* Data supplied:
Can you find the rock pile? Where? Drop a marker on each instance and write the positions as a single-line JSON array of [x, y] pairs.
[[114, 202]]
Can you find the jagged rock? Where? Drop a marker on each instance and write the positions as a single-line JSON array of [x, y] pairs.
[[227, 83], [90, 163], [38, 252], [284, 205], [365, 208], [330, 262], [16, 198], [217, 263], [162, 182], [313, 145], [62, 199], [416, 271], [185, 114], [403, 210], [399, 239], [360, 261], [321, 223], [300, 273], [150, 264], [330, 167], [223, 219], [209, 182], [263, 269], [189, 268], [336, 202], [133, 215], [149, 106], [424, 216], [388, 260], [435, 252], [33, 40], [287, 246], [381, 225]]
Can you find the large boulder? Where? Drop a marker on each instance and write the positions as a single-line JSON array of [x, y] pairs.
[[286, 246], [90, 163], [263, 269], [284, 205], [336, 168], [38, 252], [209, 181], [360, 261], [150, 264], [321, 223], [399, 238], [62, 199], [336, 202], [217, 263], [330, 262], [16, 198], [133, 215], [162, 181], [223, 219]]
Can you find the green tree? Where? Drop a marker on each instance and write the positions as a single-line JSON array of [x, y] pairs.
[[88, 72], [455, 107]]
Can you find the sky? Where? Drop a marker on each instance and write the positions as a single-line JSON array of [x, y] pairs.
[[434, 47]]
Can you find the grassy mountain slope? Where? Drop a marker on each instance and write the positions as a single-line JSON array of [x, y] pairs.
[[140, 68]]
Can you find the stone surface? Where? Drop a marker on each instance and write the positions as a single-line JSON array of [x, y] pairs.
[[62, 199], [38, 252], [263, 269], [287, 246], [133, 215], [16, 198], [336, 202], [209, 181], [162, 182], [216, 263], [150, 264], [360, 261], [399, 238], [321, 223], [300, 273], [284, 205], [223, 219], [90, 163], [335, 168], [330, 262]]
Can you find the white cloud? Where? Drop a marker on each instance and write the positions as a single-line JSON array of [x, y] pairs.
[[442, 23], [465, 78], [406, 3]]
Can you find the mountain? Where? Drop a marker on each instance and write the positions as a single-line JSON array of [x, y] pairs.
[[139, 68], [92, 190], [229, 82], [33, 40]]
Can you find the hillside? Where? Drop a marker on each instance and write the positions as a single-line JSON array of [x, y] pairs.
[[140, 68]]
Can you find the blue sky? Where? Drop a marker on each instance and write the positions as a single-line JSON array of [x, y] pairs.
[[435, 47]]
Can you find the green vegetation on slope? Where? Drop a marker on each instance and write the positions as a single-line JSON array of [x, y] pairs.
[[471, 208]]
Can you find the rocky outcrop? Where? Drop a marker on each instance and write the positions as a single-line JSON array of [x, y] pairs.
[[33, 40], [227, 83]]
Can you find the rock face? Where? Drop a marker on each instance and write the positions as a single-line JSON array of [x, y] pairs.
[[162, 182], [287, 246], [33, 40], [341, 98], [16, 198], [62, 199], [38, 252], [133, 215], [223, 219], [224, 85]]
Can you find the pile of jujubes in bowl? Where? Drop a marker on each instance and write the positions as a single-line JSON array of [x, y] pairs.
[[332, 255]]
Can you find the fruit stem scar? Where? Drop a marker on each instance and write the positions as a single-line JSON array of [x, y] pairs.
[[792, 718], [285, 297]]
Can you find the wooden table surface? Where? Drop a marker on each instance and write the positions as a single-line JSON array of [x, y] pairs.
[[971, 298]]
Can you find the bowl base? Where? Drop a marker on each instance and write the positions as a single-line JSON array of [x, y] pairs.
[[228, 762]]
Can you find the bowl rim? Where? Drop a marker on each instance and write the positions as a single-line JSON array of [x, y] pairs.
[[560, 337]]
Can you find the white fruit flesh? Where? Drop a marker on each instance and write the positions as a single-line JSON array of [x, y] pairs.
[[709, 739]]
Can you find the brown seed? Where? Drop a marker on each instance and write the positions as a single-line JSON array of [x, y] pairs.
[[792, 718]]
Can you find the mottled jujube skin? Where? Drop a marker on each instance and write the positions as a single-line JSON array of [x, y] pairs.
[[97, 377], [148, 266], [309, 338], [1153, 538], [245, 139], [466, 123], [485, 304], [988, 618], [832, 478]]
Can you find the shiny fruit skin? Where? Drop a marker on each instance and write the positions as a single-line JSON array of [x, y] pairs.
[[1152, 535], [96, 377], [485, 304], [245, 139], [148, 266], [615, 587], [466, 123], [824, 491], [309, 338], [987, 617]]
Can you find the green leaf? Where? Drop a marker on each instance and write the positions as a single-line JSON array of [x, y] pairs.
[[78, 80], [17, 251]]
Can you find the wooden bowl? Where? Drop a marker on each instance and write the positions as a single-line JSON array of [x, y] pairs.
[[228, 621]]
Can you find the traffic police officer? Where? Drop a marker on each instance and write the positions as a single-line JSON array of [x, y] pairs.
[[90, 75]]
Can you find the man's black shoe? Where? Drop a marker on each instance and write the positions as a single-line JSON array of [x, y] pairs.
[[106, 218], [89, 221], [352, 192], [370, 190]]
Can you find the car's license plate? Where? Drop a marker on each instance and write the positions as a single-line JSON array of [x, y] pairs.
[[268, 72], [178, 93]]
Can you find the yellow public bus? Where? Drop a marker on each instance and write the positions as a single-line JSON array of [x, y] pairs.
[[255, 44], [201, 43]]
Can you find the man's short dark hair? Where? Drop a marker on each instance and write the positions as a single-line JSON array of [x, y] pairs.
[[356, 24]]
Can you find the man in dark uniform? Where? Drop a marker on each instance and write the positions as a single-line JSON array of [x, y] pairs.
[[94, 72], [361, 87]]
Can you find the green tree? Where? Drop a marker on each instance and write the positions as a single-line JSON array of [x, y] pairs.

* Stated task:
Copy out every one of the rows above word for word, without changing anything.

* Result:
Can you find the rock pile? Where? Drop a marker on each instance and write the positions as a single-line JSON array of [x, y] pairs.
[[114, 202]]
Can you find the jagged rock? Where? Drop a marker on each instance and write the positions as a single-line JSON array of [x, y] pairs.
[[227, 83], [90, 163], [38, 252], [284, 205], [365, 208], [330, 262], [16, 198], [217, 263], [162, 182], [313, 145], [62, 199], [416, 271], [185, 114], [403, 210], [399, 239], [360, 261], [321, 223], [300, 273], [150, 264], [330, 167], [223, 219], [209, 182], [263, 269], [189, 268], [336, 202], [133, 215], [149, 106], [424, 216], [388, 260], [435, 252], [33, 40], [287, 246], [381, 225]]
Can you find the large boulder? Where? Drop a marker on each instance and write the positions as a single-line JSON array of [x, y] pairs.
[[286, 246], [90, 163], [263, 269], [284, 205], [336, 168], [38, 252], [209, 181], [360, 261], [150, 264], [321, 223], [399, 238], [62, 199], [336, 202], [217, 263], [330, 262], [16, 198], [133, 215], [162, 181], [223, 219]]
Can you find the green tree? Where? Drop a marker on each instance and write the positions as a single-line JSON array of [x, y] pairs.
[[88, 72], [455, 107]]
Can you find the sky? Where? Drop a marker on each instance and write the positions as a single-line JSON array of [x, y] pairs.
[[434, 47]]
Can you find the grassy mountain slope? Where? Drop a marker on each instance and write the positions as a single-line JSON array of [x, y] pairs.
[[140, 68]]
Can you find the stone surface? Where? Drop a marker on each instance and write the positions as a single-line JSON array of [x, y] pairs.
[[62, 199], [38, 252], [263, 269], [287, 246], [133, 215], [16, 198], [336, 202], [209, 181], [162, 182], [216, 263], [150, 264], [360, 261], [399, 238], [321, 223], [300, 273], [284, 205], [223, 219], [90, 163], [335, 168], [330, 262]]
Can you find the white cloud? Where? Drop a marker on each instance and write the positions as a single-line JSON array of [x, y] pairs.
[[442, 23], [465, 78], [406, 3]]
Can you find the mountain? Where? Drop a marker on each instance and write the positions as a single-line JSON array of [x, y] pairs.
[[139, 68], [92, 190], [229, 82], [33, 40]]
Can you find the hillside? Where? Drop a marker on each instance and write the positions as a single-line JSON array of [x, y] pairs.
[[140, 68]]
Can you find the blue sky? Where? Drop a marker on each instance and write the positions as a single-line JSON array of [x, y] pairs.
[[435, 47]]
Can you find the green vegetation on slope? Where? Drop a marker on each instance and write the positions as a single-line JSON array of [x, y] pairs.
[[471, 208]]
Can you find the rocky outcrop? Where? Drop a marker on each instance and write the positions as a single-line JSON array of [x, y] pairs.
[[33, 40], [227, 83]]
Can you find the rock face? Where? Drop a marker on each instance and write the positions as a single-line JSON array of [x, y] pairs.
[[162, 182], [287, 246], [33, 40], [341, 98], [16, 198], [62, 199], [38, 252], [133, 215], [223, 219], [224, 85]]
Can you find the pile of jujubes in bowl? Where? Drop a marker on each instance and write the positions as a single-line JSON array of [x, y] pairs.
[[332, 255]]
Can you find the fruit stem scar? Where? Drop a marker on each instance and write the positions as a single-line JSON array of [x, y] pairs.
[[792, 718], [285, 297]]
Can you find the wooden table surface? Where? Drop a marker on each instance and write the positions as a single-line JSON array of [x, y] pairs.
[[971, 298]]
Can you find the bowl base? Where? Drop a marker on each instance and write the positions as a single-line JSON array of [x, y] pairs.
[[228, 762]]
Can you find the bowl rim? Where? Drop a marker on each instance and write the positions as a single-line JSON array of [x, y] pairs.
[[560, 337]]
Can you find the white fruit flesh? Where? Drop a marker on each instance and write the positions as a single-line JSON array of [x, y] pairs.
[[709, 739]]
Can you find the brown seed? Where? Drop a marker on each instance and write the positions as a single-line JSON array of [x, y] pairs.
[[792, 718]]
Can you find the mottled jujube skin? Where? Drop a marker on each instance and write the positions as a single-line JSON array of [x, y] pairs.
[[97, 377], [148, 266], [309, 338], [1153, 538], [245, 139], [466, 123], [485, 304], [988, 618], [832, 478]]
Can you find the shiny fruit skin? Where? Drop a marker on each instance and write the positions as a single-line JSON array of [x, y] pairs.
[[1152, 535], [96, 377], [485, 304], [245, 139], [148, 266], [615, 587], [466, 123], [824, 491], [309, 338], [987, 617]]
Can you find the green leaf? Where? Drop a marker on each instance and write the positions as a single-line JSON array of [x, y] pairs.
[[78, 80], [17, 251]]
Can you find the wooden bowl? Where? Drop a marker on each instance and write the positions as a single-line JSON array of [x, y] pairs.
[[228, 621]]
Can you find the traffic police officer? Where? Drop a marker on each instance and write the positions as a single-line JSON array of [x, y] pairs.
[[90, 75]]
Can you find the man's black shoe? Where? Drop a marker on each instance and write the positions as a single-line JSON array of [x, y] pairs.
[[106, 218], [89, 221], [352, 192], [370, 190]]
Can you find the car's license plate? Where? Drop a marker on each instance and write the positions as a single-line JSON array of [x, y] pairs.
[[268, 72], [178, 93]]
Can you find the yellow public bus? Where? Drop a marker on each instance and write the positions as a single-line JSON array of [x, y] pairs.
[[255, 44], [201, 43]]
Can you find the man's short dark hair? Where? Drop a marker on each instance and write the positions as a single-line JSON array of [x, y] pairs.
[[356, 24]]
Can you find the man in dark uniform? Where? Drop a marker on each instance and write the positions as a single-line JSON array of [x, y] pairs.
[[94, 72], [361, 87]]
Can you find the green tree? Where? Drop a marker on each instance and write the positions as a single-line JSON array of [x, y] pairs.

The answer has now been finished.